Task details ▸ Reproduce every one of the records below word for word, changing nothing.

-- BEGIN --

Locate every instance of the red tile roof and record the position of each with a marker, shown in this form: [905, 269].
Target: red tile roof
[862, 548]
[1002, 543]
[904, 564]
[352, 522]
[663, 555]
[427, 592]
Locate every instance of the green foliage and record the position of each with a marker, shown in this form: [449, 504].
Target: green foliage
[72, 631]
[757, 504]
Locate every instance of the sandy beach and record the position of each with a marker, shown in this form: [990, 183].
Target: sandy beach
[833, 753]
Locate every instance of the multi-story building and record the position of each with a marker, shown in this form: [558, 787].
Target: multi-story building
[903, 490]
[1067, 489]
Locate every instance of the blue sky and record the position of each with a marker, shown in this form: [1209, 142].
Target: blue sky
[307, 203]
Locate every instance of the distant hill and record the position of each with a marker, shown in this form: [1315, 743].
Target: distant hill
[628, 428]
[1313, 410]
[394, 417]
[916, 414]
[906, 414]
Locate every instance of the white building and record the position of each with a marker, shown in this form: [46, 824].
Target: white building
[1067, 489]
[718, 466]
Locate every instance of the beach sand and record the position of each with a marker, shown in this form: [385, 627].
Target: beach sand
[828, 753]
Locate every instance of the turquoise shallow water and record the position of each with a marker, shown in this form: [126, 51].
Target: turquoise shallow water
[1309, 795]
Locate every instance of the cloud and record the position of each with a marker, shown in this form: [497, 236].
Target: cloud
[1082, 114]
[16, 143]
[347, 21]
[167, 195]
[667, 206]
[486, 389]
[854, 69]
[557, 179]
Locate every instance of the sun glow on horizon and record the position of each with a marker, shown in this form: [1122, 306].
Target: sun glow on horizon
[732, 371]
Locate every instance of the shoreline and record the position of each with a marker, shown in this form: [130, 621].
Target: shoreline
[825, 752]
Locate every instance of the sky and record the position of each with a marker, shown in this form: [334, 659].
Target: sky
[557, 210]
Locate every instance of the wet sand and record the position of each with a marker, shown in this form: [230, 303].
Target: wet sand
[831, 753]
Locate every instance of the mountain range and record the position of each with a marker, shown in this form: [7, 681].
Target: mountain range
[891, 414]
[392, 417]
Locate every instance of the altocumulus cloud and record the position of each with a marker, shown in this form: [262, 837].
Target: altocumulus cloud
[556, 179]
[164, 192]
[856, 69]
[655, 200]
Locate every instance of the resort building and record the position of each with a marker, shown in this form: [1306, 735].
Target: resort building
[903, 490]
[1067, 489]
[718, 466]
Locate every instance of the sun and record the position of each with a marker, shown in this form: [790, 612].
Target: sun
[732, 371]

-- END --

Worked answer ▸
Locate every instance of the red tile roof and record the position of each with a marker, shown in this form: [905, 269].
Target: red tile roof
[862, 548]
[1002, 543]
[904, 564]
[352, 522]
[663, 555]
[427, 592]
Locate every instance of the green foliage and record the position of each with a marker, shown in this form: [449, 504].
Target: green foliage
[72, 631]
[757, 504]
Locate every instance of the sandy beach and record the position of each with a marker, shown in this form: [990, 183].
Target: sandy beach
[833, 753]
Locate every instance of the multi-story building and record the position of each with a marker, shown in this form: [558, 787].
Target: multi-story building
[903, 490]
[1067, 489]
Locate every instance of the blue sky and record the position of each with a marker, shown in this form: [1209, 142].
Target: blue sky
[307, 203]
Locate every instance of the distant hill and record the position of each with a marker, shown in this form: [1315, 743].
Target: distant hill
[628, 428]
[1313, 410]
[394, 417]
[916, 414]
[906, 414]
Locate every instance of the white building and record the position of each with a marker, shown in this form: [46, 824].
Target: white building
[1067, 489]
[718, 466]
Locate every instance of the beach sand and record the position of each with a marker, shown in this form: [385, 627].
Target: beach sand
[828, 753]
Locate every instance of the turquoise shallow water and record the position of each with a marker, shown in this form: [126, 51].
Target: turquoise shallow water
[1309, 795]
Locate every instance of the cloud and record the position of each with a marker, shown in this form: [497, 236].
Target: cloud
[1082, 114]
[16, 143]
[347, 21]
[167, 195]
[667, 206]
[486, 389]
[854, 69]
[557, 179]
Locate every instance of the sun glow on horizon and record the position of each with a marker, shown in this form: [1122, 306].
Target: sun glow on horizon
[732, 371]
Locate every instance of the shoreline and record the position of each with a marker, shown in this form: [130, 621].
Target: shoreline
[825, 752]
Locate every instance of the sky and record the position of each with a marker, shown in this form: [334, 659].
Target: sky
[557, 210]
Locate every instance of the wet sand and record the position of each with a marker, shown in this form: [230, 303].
Target: wet sand
[831, 753]
Locate every instance of the mountain range and record the position of each with a marker, shown in this form: [7, 681].
Target: mountain range
[891, 414]
[392, 417]
Locate every instance of the altocumulus cloud and record the position of each with a marker, shown in this form: [262, 837].
Target: altocumulus cloud
[556, 179]
[164, 192]
[856, 69]
[655, 200]
Locate every instance of the resort building and record the position of each with a marker, shown in this form: [1306, 735].
Target: resort building
[903, 490]
[1067, 489]
[718, 466]
Locate every instance of the sun and record the position of each with a marker, shown in this form: [790, 612].
Target: sun
[732, 371]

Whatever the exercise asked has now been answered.